═══ Data ═══
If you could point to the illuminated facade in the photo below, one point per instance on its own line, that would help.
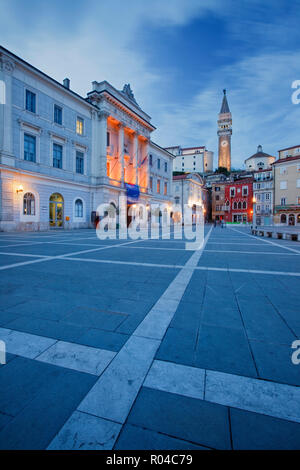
(61, 155)
(192, 159)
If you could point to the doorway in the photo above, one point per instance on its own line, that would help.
(56, 211)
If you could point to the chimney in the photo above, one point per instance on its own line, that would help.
(66, 83)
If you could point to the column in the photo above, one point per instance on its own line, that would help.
(6, 147)
(121, 150)
(148, 164)
(103, 115)
(135, 155)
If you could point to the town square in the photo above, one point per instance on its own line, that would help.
(149, 237)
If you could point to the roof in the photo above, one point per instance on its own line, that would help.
(289, 148)
(163, 149)
(259, 154)
(224, 107)
(192, 148)
(287, 159)
(180, 177)
(35, 69)
(186, 176)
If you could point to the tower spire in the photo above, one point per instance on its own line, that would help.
(224, 133)
(224, 108)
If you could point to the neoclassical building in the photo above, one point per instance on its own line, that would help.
(61, 154)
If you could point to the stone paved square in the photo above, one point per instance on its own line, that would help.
(82, 372)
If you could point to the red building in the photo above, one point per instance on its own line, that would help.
(239, 200)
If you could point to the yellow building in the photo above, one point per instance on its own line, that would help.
(287, 187)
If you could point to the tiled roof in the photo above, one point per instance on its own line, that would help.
(287, 159)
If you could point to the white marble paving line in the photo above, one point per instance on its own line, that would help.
(253, 271)
(232, 243)
(251, 252)
(125, 247)
(112, 397)
(60, 353)
(62, 256)
(22, 254)
(237, 391)
(261, 239)
(178, 266)
(129, 263)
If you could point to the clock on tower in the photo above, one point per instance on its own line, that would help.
(224, 133)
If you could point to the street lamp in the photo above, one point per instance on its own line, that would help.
(254, 212)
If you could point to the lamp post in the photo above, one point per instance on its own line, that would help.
(254, 212)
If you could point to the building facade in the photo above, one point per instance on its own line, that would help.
(192, 159)
(224, 134)
(259, 161)
(239, 201)
(263, 189)
(61, 155)
(188, 190)
(218, 207)
(286, 171)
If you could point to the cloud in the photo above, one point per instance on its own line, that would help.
(259, 97)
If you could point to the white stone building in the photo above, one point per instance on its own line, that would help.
(61, 155)
(263, 196)
(188, 190)
(192, 159)
(259, 161)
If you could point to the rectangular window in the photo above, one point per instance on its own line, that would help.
(283, 184)
(79, 162)
(30, 101)
(57, 114)
(29, 148)
(57, 156)
(79, 126)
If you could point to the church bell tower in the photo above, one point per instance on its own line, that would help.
(224, 133)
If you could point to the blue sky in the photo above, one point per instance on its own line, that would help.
(178, 55)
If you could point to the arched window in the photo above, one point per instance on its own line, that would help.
(283, 219)
(29, 204)
(78, 208)
(291, 219)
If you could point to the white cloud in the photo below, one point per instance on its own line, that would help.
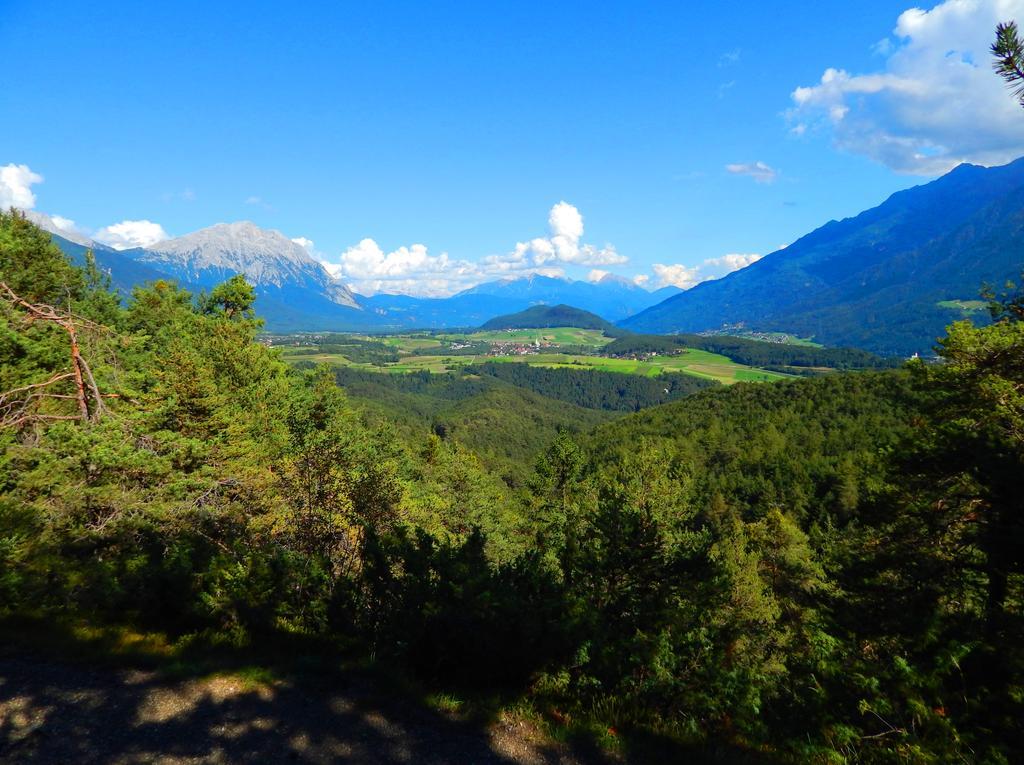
(368, 268)
(685, 277)
(732, 261)
(563, 245)
(676, 274)
(760, 171)
(934, 103)
(64, 224)
(129, 234)
(15, 186)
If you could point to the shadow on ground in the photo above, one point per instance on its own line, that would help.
(88, 711)
(56, 713)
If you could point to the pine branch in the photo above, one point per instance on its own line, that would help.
(1009, 64)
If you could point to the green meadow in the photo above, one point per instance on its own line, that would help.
(691, 362)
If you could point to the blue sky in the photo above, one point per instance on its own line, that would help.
(417, 144)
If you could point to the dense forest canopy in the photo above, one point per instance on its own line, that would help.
(826, 569)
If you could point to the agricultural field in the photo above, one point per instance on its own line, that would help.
(965, 306)
(415, 355)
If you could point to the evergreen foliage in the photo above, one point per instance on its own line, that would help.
(824, 569)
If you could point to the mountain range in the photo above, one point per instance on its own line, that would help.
(888, 280)
(295, 292)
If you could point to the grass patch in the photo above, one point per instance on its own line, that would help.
(965, 306)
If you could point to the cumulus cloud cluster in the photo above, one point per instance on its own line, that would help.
(685, 277)
(15, 190)
(760, 171)
(15, 186)
(129, 234)
(368, 268)
(935, 101)
(410, 269)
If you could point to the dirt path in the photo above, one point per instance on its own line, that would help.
(57, 713)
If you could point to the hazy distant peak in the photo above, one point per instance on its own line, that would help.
(265, 256)
(61, 227)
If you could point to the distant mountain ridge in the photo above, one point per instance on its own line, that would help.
(296, 293)
(541, 316)
(876, 281)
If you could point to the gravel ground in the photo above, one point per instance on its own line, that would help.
(61, 713)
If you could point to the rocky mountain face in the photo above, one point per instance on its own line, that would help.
(268, 259)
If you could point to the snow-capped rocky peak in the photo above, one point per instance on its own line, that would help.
(265, 256)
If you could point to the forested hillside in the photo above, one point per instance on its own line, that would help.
(811, 570)
(887, 280)
(540, 316)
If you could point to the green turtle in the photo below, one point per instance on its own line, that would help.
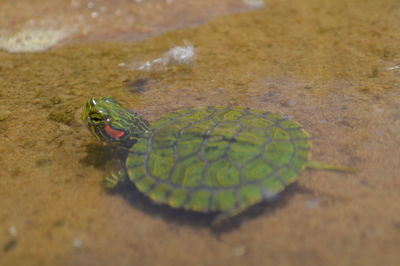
(215, 159)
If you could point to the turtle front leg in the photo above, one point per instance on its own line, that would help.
(224, 216)
(115, 178)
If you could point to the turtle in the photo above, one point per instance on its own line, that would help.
(219, 159)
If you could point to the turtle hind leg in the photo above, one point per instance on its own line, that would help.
(322, 166)
(115, 178)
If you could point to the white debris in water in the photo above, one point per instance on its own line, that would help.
(31, 40)
(312, 203)
(12, 230)
(77, 243)
(393, 67)
(254, 3)
(176, 55)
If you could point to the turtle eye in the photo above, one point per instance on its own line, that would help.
(95, 118)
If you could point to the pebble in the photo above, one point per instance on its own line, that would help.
(239, 251)
(4, 114)
(12, 230)
(312, 203)
(77, 243)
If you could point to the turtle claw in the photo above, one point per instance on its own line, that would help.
(114, 179)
═══
- _Problem to solve_
Whenever images occur above, omit them and retype each line exactly as it stands.

- _Answer to this problem_
If you could point to the illuminated facade in the photo below, one point per instance on its own line, that would help.
(61, 155)
(192, 159)
If you could point to the doorway in the photo above, one point per instance on its own line, that would help.
(56, 211)
If you could point to the chimney in the photo above, one point per instance on its own line, that would help.
(66, 83)
If you could point to the column in the photo above, one point per instance on its own line, that would help.
(6, 147)
(121, 150)
(148, 164)
(103, 115)
(135, 155)
If you could point to the town square in the photo above, one point per instance on its own line, that would help.
(149, 237)
If you could point to the roof in the photo above, one point per instance on its own line, that would help.
(289, 148)
(163, 149)
(259, 154)
(224, 107)
(192, 148)
(287, 159)
(180, 177)
(35, 69)
(186, 176)
If you could point to the tower spire in the photo above, one point per instance on its own line, that would help.
(224, 133)
(224, 108)
If you could point to the neoclassical building in the photo above, one point per instance on its own line, that would help.
(61, 154)
If you could point to the stone paved square in the photo above, one point per instance on its own line, that would help.
(82, 372)
If you could point to the red building in the photo above, one point per instance on its own line, that would help.
(239, 200)
If you could point to the yellow building in the photo above, one point per instance on its own line, that would help.
(287, 187)
If you could point to the tiled roof in the photo above, one point per instance on its own line, that would help.
(287, 159)
If you could point to the white marble paving line in the photo above, one point per instance on its own line, that would help.
(253, 271)
(232, 243)
(251, 252)
(125, 247)
(112, 397)
(60, 353)
(62, 256)
(22, 254)
(237, 391)
(261, 239)
(178, 266)
(129, 263)
If you could point to the clock on tower in the photo above, one point per instance on its own line, that would help.
(224, 133)
If you could point to the street lamp in the photo above, one point per instance on its own line, that would help.
(254, 212)
If you could point to the lamp post in the photo above, one point per instance on its own line, that would help.
(254, 212)
If you could point to the building facade in the photo above, one point per instance on its own line, that would help.
(192, 159)
(224, 134)
(259, 161)
(239, 201)
(263, 189)
(61, 155)
(188, 190)
(218, 207)
(286, 171)
If you could point to the cloud in the photo above, one point per instance on its own line, that would help.
(259, 97)
If you could point to the white stone building in the photo above, one point per instance on its own line, that would help.
(61, 155)
(263, 196)
(188, 190)
(192, 159)
(259, 161)
If you could point to the rectangular window in the photo above, one point per instance on its own line, that would help.
(283, 184)
(79, 162)
(30, 101)
(57, 114)
(29, 148)
(57, 156)
(79, 126)
If you could point to the church bell tower in the photo above, one point per instance on its own line, that would help.
(224, 133)
If you could point to the blue sky in the photo above, one point per instance on its own line, that would help.
(178, 55)
If you could point to the arched window in the photo above, one point per instance on its own line, that would help.
(283, 219)
(29, 204)
(78, 208)
(291, 219)
If you could point to the white cloud in the photo below, one point per instance on its own line, that would help.
(368, 268)
(685, 277)
(732, 261)
(563, 245)
(676, 274)
(760, 171)
(934, 103)
(64, 224)
(129, 234)
(15, 186)
If you could point to the shadow on ground in the photo above, one point per instance on its own line, that would help.
(88, 711)
(56, 713)
If you could point to the pine branch in the photo above, one point per instance on its own line, that would help.
(1009, 64)
If you could point to the green meadow in the photo above, one point per instance on its own line, that would help.
(691, 362)
If you could point to the blue sky in the photo above, one point per instance on its own line, that would help.
(417, 144)
If you could point to the dense forest canopy in the photo above, one point per instance on its own line, that would help.
(826, 569)
If you could point to the agricultural field in the photo above, one point per instance on its own line, that would help.
(965, 306)
(415, 355)
If you could point to the evergreen foliage in the photo above, one point per instance on its own line, that would help.
(824, 569)
If you could point to the mountain range in the photo above, one point per instance on its own line, that would help.
(888, 280)
(295, 292)
If you could point to the grass patch in the photo above, one point per instance on its own line, that would help.
(965, 306)
If you could point to the cumulus cloud cluster in the photo above, one point per instance on its own line, that would help.
(685, 277)
(15, 190)
(760, 171)
(15, 186)
(129, 234)
(368, 268)
(935, 101)
(410, 269)
If you could point to the dirt path in the photo above, one point per instance on its own line, that would help.
(57, 713)
If you could point to the hazy distant peak in the photo above, one point per instance on its own line, that would help.
(265, 256)
(61, 227)
If you could point to the distant mountain ridge in the photo above, one point per instance on its own line, that would help.
(296, 293)
(541, 316)
(876, 281)
If you could point to the gravel ground in the photo above, one point per instance on its own line, that would help.
(61, 713)
If you could point to the rocky mountain face in the photo above, one point per instance on its own line, that would help.
(268, 259)
If you could point to the snow-capped rocky peak in the photo above, one point per instance on its own line, that would help.
(265, 256)
If you could point to the forested hillside in the photo above, one point per instance on its own line, that would help.
(811, 570)
(887, 280)
(540, 316)
If you could point to the green turtle in the photo below, one point per instance on its own line, that would help.
(215, 159)
If you could point to the turtle front leg in the photo above, one point per instance on its own line, that would help.
(224, 216)
(115, 178)
If you could point to the turtle in the photo above, one point per instance on its own line, that would help.
(219, 159)
If you could point to the turtle hind leg in the photo above, one point per instance on its own line, that would help.
(322, 166)
(115, 178)
If you could point to the white debris in water in the photo above, one point per instance on its own line, that would help.
(31, 40)
(312, 203)
(12, 230)
(77, 243)
(393, 67)
(254, 3)
(176, 55)
If you could point to the turtle eye in the photo above, one point per instance on its own line, that would help.
(95, 118)
If you could point to the pebble in the photo above, one point per instance on its own line, that would help.
(239, 251)
(4, 114)
(12, 230)
(312, 203)
(77, 243)
If you could point to the turtle claw in the photo above, one point per instance on its own line, that would help.
(114, 179)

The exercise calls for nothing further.